(Petunjuk Latihan):
Cetak tanpa perubahan sedikit pun bagian teks tentang kekerasan seksual di bawah ini, mulai dari "Lilin menyala seantero" hingga "bagi bangsa ini.", termasuk kedua bagian itu sendiri.

(Kutipan Teks):
%%

Lilin menyala seantero negeri, dan kami berdoa di gereja untuk YY semoga damai disana, semoga hal ini menjadi sebuah perubahan besar di bangsa ini menghadapi ancaman kekerasan seksual dimana-mana, agar pemerintah segera mensyahkan RUU Penghapusan kekerasan seksual, penguatan payung hukum menjadi kebutuhan mendesak bagi bangsa ini.

Bagaimana kasus perkosaan yang pelakunya pejabat?
Sambil memandang  padang sabana samping rumah yang basah oleh hujan, aku kembali bertanya  mengapa kasus perkosaan yang pelakunya pejabat, tokoh,anggota DPR,  orang kasta maramba/kasta tinggi di Sumba maupun NTT pada umumnya  sulit di seret ke meja hijau? Saya bertanya mengapa…
Perkosaan yang tak tersentuh di Nusa Tenggara Timur juga banyak terjadi seperti yang  menimpa guru wiyata bakti SMP di Sumba Tengah tahun 2015 lalu, pemerkosanya adalah kepala sekolahnya sendiri  tapi entah mengapa kasusnya tidak lanjut, ini karena pelaku pejabat sekolah ditambah dia dari kasta tinggi  jadi walau tertangkap bisa lepas lagi, saya heran kok penegak hukum menghujam ke bawah tapi tumpul keatas…inikah keadilan?  dan KPI  protes pada penyelesaian kasus yang tidak adil ini. Lalu kasus di Maumere pada 2 orang perempuan desa yang telah di dokumenterkan dalam film besutan kak Olin Monteiro dengan judul Masih Ada Asa, film yang diambil dari kisah nyata ini pelakunya adalah anggota DPR/pejabat publik tapi mengapa tidak terjerat, apakah uang  bisa menutup kasus hukum jika pelakunya orang yang dianggap  besar? hal ini memantik kesadaran kita untuk berpikir.
Bukankah hukum dibuat untuk keadilan, manusia dimata hukum setara tapi mengapa ada tebang pilih kasus? Ini masih terjadi di NTT, kami sangat berharap penegak hukum tidak mudah terintervensi oleh apapun dalam penegakan hukum.  Jika pemerkosa yang notabene dianggap “tokoh” ini di lepas…akan berapa banyak korban lagi? Inikah keadilan..berapa masa depan akan terengut, berapa mimpi terkoyak, berapa lagi perih sedih dan luka tercecer di bumi.

Fakta di masyarakat tentang kekerasan seksual
Berdasarkan data  Komnas Perempuan ada 15 jenis kekerasan seksual yang dialami perempuan di Indonesia, yaitu (1) perkosaan, (2) intimidasi/serangan bernuansa seksual termasuk ancaman atau percobaan perkosaan,(3) pelecehan seksual, (4) ekploitasi seksual, (5) perdagangan perempuan untuk tujuan seksual, ( 6) prostitusi paksa, (7) perbudakan seksual, (8) pemaksaan perkawinan, (9) pemaksaan kehamilan, (10) pemaksaan aborsi, ( 11 ) Kontrasepsi/sterilisasi paksa, ( 12)penyiksaan seksual, ( 13) Pengkumuman tidak manusiawi dan bernuansa seksual, (14) praktik tradisi yang bernuansa seksual yang membahayakan / mendiskriminasi perempuan, (15)control seksual termasuk aturan diskriminatif beralasan moralitas dan agama.

%%

(Entri Data):
%%

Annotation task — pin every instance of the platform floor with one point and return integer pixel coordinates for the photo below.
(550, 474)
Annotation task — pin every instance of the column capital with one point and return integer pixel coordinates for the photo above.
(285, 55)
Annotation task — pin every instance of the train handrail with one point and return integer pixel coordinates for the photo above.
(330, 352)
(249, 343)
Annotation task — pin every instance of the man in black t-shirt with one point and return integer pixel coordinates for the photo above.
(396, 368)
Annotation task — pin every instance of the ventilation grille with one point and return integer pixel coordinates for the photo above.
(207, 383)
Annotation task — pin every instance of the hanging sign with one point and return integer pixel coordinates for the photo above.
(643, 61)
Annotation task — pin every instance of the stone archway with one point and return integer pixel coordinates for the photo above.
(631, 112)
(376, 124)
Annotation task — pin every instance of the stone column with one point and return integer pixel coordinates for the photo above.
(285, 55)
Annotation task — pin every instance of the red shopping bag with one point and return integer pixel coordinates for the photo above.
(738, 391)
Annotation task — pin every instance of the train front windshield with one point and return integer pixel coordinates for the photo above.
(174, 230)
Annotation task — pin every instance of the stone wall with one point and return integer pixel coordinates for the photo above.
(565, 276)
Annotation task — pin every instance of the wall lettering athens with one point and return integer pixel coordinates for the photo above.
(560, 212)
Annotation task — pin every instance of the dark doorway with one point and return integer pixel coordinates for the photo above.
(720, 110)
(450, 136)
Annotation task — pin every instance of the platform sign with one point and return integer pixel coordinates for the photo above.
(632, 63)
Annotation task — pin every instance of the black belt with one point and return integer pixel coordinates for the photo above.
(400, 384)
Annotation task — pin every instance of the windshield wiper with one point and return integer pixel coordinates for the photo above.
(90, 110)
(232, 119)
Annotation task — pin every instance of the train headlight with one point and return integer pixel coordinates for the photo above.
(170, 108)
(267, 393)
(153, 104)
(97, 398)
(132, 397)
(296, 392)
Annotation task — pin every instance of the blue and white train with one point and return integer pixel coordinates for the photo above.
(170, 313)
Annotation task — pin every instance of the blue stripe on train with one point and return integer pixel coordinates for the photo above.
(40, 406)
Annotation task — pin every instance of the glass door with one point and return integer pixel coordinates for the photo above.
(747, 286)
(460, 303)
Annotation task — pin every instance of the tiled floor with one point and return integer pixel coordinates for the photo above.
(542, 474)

%%

(Jawaban Tugas):
Lilin menyala seantero negeri, dan kami berdoa di gereja untuk YY semoga damai disana, semoga hal ini menjadi sebuah perubahan besar di bangsa ini menghadapi ancaman kekerasan seksual dimana-mana, agar pemerintah segera mensyahkan RUU Penghapusan kekerasan seksual, penguatan payung hukum menjadi kebutuhan mendesak bagi bangsa ini.